** start Selected excerpt **

As Whiting's lab lets out, the model skulls on every desk are lined up chronologically. Whiting said that although some students have trouble accepting human evolution, the students in his lab typically do not have any problems. He said many of his students come to see evolution not as a theory that threatens their beliefs, but as a tool God uses to "accomplish his design."
The article thus suggests there is room in the doctrine of The Church of Jesus Christ of Latter-day Saints for evolution. Speaking of his students, Whiting says:
"They leave the class thinking, 'Isn't this cool? Isn't the creator so clever?'" he said.
In truth, however, it is Whiting himself who is "clever." LDS faith is not defined by science, it is defined by apostles and prophets. And for more than 182 years, the apostles and prophets have talked about the origin of man in official settings. The result? Church published apostolic statements about the origin of man speak unanimously against the idea that organic evolution explains the origin of man.
Let me repeat that for emphasis: Church published apostolic statements about the origin of man speak unanimously against the idea that organic evolution explains the origin of man.
The remainder of this article is reprinted from an earlier blog post that addresses the question of whether BYU evolution courses constitute an endorsement of evolution by the Church.

** end Selected excerpt **
** start Supplied data **

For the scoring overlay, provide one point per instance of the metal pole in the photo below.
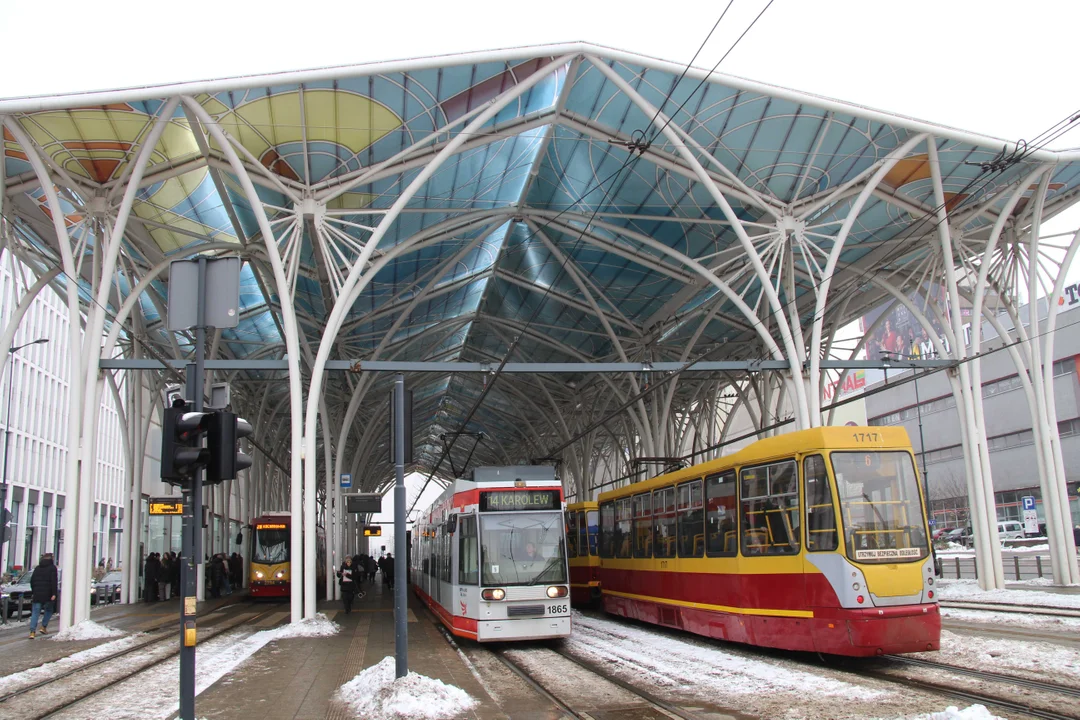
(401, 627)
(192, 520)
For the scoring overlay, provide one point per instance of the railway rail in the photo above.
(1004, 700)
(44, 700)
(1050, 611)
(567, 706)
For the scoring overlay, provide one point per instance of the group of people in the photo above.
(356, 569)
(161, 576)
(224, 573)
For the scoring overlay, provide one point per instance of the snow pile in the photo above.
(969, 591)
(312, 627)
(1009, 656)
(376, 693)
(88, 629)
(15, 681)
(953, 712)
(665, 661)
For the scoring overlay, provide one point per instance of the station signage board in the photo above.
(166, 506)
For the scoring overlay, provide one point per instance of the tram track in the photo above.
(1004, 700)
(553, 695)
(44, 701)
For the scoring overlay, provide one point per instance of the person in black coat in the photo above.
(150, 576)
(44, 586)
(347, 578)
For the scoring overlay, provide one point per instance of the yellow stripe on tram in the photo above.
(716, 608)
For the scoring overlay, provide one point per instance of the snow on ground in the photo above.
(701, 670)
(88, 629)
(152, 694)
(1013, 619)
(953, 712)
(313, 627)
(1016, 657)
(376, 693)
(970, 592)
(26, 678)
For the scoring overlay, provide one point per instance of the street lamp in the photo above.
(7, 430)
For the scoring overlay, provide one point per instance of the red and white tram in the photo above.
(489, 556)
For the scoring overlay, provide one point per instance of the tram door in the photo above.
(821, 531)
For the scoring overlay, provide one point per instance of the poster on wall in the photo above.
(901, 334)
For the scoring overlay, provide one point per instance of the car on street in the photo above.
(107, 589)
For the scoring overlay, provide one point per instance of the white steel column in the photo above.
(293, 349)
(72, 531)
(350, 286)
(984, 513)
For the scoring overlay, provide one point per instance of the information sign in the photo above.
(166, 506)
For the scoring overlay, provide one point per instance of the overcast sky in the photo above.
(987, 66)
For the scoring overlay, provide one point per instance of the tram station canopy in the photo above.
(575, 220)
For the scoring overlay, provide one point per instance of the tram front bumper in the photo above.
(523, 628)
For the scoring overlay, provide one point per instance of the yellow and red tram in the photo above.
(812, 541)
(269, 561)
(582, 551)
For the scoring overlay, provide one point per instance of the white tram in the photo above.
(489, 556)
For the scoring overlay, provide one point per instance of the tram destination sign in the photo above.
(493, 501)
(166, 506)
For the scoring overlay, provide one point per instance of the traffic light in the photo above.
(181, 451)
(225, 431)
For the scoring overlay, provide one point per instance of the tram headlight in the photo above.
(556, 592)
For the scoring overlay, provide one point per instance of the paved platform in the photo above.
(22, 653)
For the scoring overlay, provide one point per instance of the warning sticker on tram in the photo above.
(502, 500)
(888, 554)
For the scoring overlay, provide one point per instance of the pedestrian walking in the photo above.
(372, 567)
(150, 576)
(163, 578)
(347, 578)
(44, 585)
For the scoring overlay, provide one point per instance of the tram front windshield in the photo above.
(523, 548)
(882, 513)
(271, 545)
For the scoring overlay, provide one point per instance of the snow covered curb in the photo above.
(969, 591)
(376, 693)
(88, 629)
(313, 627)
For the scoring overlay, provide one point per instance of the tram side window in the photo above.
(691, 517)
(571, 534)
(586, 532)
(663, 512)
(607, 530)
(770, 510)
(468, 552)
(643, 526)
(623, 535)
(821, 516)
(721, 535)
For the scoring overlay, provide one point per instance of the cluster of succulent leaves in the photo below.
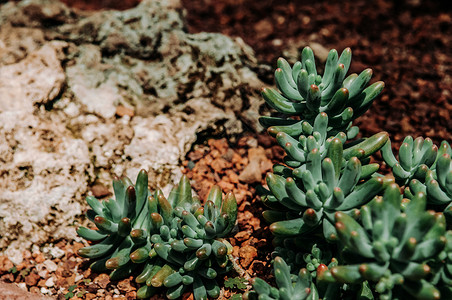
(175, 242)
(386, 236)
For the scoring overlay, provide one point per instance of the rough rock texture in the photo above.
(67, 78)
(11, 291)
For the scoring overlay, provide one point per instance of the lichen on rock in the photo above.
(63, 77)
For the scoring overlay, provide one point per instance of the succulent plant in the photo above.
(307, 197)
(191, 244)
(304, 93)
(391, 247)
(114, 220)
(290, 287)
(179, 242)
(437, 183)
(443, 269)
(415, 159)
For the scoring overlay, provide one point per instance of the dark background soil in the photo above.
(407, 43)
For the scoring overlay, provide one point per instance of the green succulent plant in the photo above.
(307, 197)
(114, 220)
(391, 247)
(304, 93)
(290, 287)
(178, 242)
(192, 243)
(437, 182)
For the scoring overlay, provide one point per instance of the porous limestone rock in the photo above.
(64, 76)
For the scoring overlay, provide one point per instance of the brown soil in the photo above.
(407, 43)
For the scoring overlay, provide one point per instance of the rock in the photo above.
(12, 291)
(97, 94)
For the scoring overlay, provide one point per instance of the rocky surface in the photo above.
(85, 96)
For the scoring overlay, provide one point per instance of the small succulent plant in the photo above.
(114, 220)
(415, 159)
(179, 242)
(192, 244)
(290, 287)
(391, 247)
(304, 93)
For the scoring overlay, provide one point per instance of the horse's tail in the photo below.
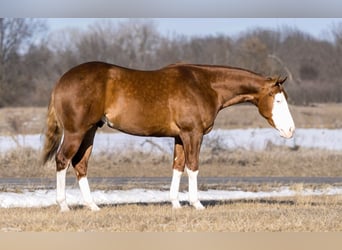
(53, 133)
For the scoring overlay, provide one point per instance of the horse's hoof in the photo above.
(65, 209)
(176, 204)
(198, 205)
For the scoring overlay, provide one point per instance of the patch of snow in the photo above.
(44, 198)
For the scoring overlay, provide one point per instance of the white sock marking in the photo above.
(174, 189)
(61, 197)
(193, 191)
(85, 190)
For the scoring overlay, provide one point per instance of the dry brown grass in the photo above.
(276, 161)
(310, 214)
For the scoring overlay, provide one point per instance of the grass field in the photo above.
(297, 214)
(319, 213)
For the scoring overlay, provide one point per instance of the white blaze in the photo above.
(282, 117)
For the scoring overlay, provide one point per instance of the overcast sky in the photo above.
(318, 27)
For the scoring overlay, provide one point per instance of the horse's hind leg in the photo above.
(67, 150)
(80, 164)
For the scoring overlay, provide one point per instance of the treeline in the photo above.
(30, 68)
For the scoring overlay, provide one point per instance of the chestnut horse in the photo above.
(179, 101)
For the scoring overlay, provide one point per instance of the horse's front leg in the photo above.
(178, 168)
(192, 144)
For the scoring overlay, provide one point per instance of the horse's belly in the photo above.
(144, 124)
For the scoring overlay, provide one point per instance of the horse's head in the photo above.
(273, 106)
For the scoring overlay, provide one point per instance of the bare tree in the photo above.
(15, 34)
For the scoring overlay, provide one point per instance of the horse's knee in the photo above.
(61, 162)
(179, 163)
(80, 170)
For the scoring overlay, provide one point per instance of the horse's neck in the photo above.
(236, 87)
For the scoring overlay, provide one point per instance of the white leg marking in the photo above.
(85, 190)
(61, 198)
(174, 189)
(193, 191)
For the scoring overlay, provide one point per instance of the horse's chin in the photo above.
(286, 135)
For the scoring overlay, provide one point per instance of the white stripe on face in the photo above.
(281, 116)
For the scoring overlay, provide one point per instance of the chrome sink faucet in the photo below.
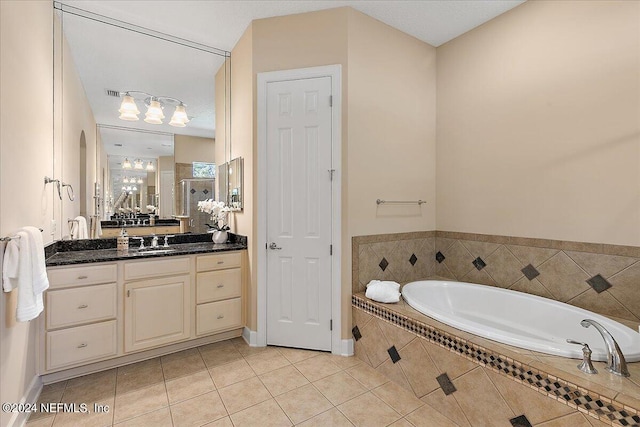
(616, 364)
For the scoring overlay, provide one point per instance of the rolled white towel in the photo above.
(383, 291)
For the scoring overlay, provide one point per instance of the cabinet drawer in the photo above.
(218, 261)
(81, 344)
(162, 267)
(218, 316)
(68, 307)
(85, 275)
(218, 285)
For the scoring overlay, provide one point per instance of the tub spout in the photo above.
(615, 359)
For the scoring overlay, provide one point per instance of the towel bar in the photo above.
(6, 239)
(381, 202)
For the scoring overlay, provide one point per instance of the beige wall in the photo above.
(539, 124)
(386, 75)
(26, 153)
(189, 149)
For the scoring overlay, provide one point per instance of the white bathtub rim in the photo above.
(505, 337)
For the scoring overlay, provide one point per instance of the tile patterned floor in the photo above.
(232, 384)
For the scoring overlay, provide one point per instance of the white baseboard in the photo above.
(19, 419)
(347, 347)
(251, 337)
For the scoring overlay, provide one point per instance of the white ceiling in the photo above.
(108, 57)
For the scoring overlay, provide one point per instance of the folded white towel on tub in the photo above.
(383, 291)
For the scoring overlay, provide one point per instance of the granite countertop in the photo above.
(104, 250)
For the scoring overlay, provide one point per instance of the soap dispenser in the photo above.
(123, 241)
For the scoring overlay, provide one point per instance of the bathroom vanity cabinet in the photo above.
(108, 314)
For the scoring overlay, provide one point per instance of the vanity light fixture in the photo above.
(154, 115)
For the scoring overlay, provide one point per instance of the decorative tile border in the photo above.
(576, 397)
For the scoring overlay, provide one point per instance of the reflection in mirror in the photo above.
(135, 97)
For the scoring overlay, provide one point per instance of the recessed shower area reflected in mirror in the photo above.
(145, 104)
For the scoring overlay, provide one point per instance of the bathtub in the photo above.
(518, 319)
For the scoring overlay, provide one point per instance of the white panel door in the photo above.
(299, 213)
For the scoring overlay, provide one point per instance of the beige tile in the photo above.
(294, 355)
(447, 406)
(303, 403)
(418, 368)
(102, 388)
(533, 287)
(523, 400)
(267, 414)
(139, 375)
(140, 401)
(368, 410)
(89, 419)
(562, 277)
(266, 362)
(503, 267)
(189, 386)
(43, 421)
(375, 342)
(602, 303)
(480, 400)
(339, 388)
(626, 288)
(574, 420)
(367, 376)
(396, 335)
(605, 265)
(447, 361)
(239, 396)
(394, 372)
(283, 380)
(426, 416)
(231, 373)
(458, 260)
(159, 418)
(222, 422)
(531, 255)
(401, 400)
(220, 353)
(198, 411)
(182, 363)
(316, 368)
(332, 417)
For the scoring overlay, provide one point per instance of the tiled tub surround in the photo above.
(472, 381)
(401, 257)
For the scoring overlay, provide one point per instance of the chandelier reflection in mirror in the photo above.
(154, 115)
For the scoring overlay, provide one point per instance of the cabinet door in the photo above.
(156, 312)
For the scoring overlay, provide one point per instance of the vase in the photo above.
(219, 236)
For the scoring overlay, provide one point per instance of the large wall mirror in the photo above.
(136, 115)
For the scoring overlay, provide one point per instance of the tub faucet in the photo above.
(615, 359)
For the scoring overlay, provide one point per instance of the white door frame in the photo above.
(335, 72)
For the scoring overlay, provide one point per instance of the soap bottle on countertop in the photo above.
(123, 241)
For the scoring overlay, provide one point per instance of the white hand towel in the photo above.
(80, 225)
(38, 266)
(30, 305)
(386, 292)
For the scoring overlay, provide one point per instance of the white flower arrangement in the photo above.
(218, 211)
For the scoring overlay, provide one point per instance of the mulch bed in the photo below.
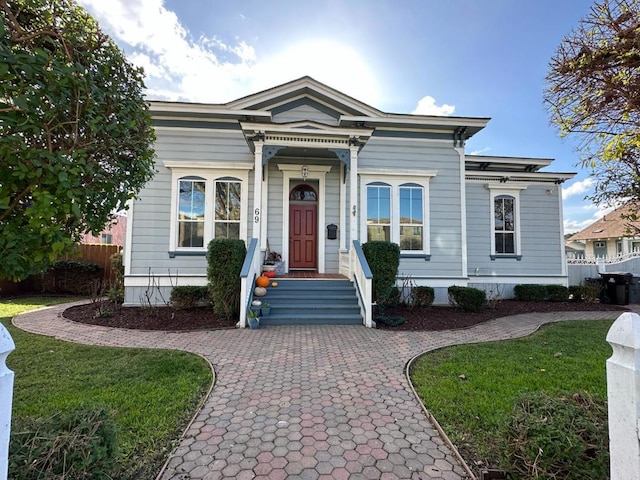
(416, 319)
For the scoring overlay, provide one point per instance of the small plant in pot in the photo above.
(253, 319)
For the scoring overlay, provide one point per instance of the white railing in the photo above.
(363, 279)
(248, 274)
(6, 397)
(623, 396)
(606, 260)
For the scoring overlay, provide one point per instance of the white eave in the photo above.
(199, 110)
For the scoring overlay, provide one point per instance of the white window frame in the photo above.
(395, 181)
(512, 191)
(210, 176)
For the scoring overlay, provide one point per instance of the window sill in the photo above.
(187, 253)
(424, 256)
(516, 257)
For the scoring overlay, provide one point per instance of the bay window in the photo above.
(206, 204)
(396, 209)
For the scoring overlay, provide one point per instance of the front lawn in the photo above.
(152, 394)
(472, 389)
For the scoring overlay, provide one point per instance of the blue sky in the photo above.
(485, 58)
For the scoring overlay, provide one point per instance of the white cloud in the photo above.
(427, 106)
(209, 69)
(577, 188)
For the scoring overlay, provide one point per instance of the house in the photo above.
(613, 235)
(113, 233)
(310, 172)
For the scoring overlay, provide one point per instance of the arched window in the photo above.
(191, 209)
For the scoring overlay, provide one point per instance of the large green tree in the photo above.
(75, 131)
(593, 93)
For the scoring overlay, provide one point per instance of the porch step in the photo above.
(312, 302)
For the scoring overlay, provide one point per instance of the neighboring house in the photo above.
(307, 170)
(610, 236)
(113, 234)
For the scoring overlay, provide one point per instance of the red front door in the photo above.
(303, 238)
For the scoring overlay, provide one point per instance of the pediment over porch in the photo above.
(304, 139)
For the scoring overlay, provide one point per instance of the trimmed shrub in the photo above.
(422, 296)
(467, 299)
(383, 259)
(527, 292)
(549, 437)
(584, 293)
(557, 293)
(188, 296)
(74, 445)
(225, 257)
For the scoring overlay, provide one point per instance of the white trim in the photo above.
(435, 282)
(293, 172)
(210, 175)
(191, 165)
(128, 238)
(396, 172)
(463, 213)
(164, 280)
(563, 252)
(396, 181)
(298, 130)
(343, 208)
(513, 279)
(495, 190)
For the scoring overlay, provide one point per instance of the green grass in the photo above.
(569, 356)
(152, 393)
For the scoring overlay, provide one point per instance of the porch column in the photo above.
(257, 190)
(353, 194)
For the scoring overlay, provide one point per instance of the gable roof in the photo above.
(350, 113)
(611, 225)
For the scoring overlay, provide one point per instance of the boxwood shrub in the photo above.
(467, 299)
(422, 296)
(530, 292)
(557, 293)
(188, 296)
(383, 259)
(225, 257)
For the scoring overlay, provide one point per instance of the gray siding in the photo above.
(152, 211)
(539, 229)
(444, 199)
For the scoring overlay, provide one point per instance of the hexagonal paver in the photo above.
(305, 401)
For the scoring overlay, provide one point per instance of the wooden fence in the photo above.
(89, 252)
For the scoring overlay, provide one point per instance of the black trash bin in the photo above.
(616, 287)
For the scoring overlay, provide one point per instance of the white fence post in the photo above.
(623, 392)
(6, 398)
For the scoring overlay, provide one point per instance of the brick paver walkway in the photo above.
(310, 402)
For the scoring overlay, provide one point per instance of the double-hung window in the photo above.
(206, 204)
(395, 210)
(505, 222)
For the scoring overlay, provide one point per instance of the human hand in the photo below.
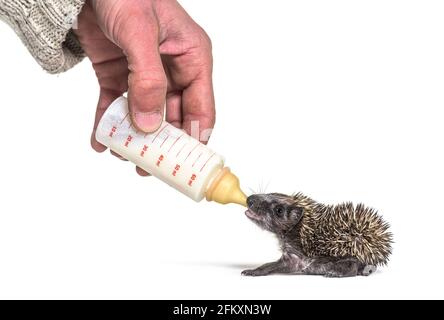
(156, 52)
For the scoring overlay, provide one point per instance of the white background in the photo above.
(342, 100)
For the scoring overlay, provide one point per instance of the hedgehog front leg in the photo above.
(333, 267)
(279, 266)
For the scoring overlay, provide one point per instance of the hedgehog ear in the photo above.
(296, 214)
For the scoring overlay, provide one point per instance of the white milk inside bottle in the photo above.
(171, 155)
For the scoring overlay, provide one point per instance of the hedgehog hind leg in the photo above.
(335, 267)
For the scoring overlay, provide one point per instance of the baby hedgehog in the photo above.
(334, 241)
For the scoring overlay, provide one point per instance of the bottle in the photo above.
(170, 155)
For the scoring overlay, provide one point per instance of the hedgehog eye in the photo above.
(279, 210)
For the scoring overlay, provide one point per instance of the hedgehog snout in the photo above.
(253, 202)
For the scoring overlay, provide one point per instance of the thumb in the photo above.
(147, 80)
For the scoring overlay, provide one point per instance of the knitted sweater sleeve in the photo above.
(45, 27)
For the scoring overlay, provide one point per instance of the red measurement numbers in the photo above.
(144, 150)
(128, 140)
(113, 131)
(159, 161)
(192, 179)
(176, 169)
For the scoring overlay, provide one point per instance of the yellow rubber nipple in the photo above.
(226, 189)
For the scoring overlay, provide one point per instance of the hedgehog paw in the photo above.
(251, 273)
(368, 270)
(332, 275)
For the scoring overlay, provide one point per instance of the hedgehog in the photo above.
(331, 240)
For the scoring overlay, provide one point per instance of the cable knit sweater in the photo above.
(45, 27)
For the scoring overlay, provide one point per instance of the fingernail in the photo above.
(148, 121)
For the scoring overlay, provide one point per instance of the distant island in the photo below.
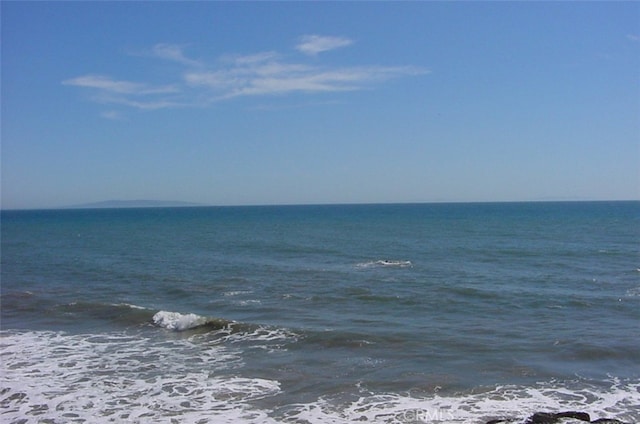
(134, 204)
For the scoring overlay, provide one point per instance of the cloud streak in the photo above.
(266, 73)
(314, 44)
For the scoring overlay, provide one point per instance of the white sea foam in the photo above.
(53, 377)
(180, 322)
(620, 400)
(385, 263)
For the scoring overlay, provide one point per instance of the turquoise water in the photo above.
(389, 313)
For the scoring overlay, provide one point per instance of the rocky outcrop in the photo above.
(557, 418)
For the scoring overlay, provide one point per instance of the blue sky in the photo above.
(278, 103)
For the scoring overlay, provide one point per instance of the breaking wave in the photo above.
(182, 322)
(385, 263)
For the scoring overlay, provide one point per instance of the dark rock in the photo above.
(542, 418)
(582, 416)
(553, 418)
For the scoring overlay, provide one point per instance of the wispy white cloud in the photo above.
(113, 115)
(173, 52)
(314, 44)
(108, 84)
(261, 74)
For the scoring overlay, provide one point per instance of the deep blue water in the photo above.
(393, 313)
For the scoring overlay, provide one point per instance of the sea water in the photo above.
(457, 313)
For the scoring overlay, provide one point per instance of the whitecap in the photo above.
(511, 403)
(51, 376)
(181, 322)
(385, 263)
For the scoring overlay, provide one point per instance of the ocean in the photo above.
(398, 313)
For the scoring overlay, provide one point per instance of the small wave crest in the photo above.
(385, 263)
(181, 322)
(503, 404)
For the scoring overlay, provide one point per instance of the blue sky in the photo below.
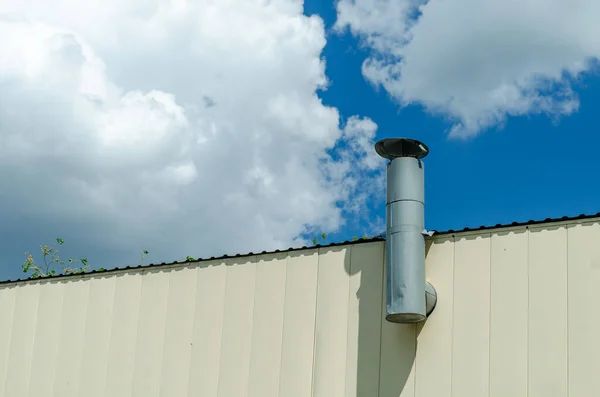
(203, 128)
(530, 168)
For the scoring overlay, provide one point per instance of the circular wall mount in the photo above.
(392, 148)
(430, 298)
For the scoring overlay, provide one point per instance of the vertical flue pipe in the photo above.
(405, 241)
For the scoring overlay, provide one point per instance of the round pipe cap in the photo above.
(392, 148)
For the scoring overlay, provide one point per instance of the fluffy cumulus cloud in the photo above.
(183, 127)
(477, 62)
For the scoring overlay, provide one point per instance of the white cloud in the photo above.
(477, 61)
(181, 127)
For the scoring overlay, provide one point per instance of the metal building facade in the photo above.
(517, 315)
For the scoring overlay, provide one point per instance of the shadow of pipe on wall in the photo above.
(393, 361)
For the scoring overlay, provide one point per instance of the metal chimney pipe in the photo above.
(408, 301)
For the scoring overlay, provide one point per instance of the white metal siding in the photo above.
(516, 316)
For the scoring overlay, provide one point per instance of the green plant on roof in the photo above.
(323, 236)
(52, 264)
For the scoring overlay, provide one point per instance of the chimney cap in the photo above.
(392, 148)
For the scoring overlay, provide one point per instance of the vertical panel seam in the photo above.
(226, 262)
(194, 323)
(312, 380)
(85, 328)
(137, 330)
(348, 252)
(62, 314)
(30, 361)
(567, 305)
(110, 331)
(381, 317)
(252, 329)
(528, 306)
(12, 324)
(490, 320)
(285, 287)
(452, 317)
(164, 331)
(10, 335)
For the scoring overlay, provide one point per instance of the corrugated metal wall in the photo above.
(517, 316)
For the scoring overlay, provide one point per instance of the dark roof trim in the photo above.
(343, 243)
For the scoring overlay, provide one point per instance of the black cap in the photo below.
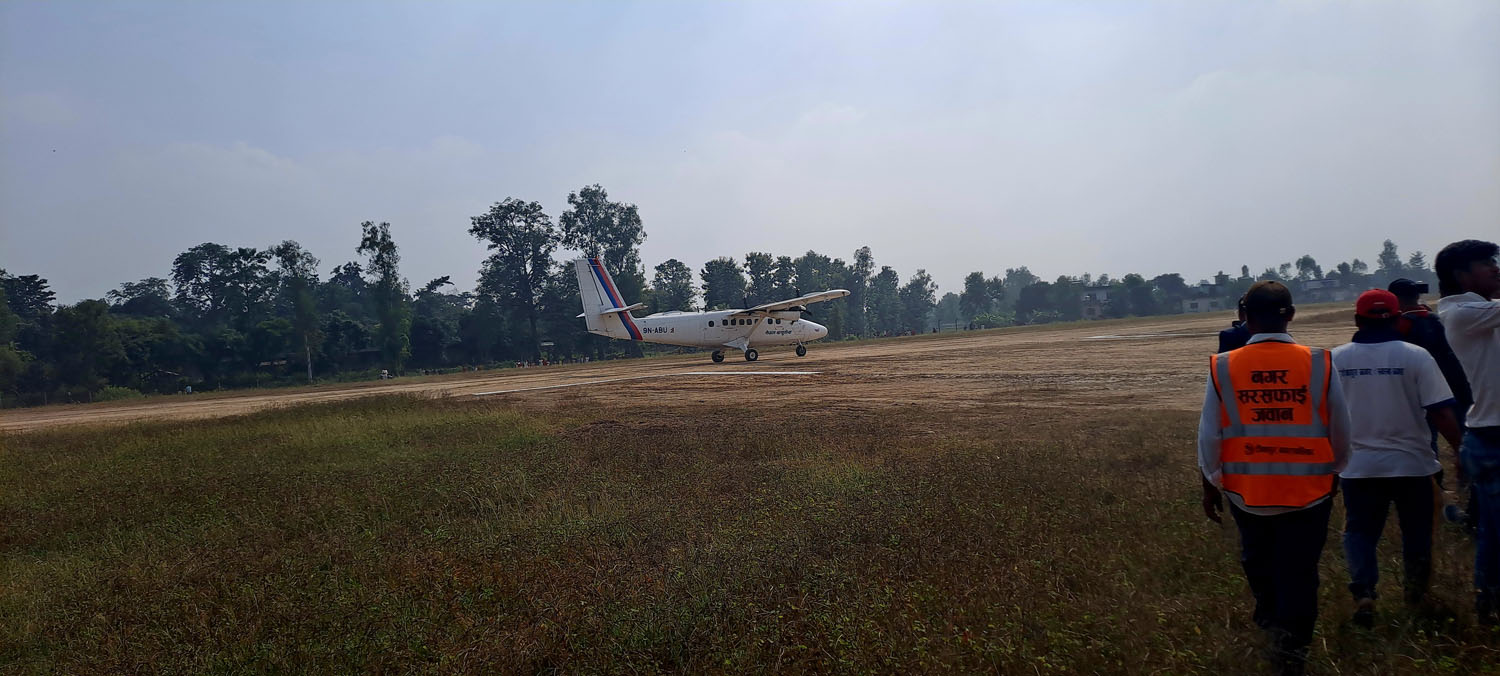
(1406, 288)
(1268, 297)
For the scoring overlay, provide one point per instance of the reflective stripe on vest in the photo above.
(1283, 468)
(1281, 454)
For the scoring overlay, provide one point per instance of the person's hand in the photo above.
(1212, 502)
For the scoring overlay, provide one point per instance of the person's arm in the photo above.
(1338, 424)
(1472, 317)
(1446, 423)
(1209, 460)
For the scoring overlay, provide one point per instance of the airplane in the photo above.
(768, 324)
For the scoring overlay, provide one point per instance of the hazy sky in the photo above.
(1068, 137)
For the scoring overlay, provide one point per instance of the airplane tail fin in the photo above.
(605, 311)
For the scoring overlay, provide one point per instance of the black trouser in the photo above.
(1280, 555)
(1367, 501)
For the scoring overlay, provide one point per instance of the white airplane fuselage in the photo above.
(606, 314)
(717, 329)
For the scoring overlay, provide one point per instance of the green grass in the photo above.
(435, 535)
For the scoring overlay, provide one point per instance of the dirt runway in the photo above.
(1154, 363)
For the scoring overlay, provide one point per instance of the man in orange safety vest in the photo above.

** end Supplied data **

Task set>
1 – Filter the records, keeping every line that contains the string "hind". Case counts.
2 – Carry on the text about evolution and Latter-day Saint teaching from the point where it stops.

Task-by-task results>
1 –
For the scoring overlay, provide one point per instance of the horse's hind leg in the photo above.
For the scoring overlay, provide one point per instance of the hedgehog hind leg in the photo above.

2 –
Dropped in 1911
Evolution was kicked out of BYU nearly a hundred years ago. President Joseph F. Smith, in an April 1911 Improvement Era editorial, publicly berated three BYU instructors who had "advanced certain theories on evolution as applied to the origin of man." And when their ideas came into conflict with scripture, "it required the modification of the latter to come into harmony with the former." Cancelling BYU evolution courses, President Smith said:
"Teachers in a Church school [should] not be given opportunity to inculcate theories that [are] out of harmony with the recognized doctrines of the Church, and hence that they be required to refrain from so doing" (click here).
In 1973, while he was serving as Church President and Chairman of the BYU Board of Trustees, Harold B. Lee summarized the 1911 BYU evolution controversy in these words:
"The doctrine of evolution ... has been long a bone of contention so serious that in the earlier years when Darwin's theory first was enunciated [at BYU], a number of professors ... were released because of their unwillingness to teach the theory and then counter by delivering the true doctrines of the gospel" (click here).
And so it was that for sixty years, between 1911 and 1971, evolution courses were not taught at BYU.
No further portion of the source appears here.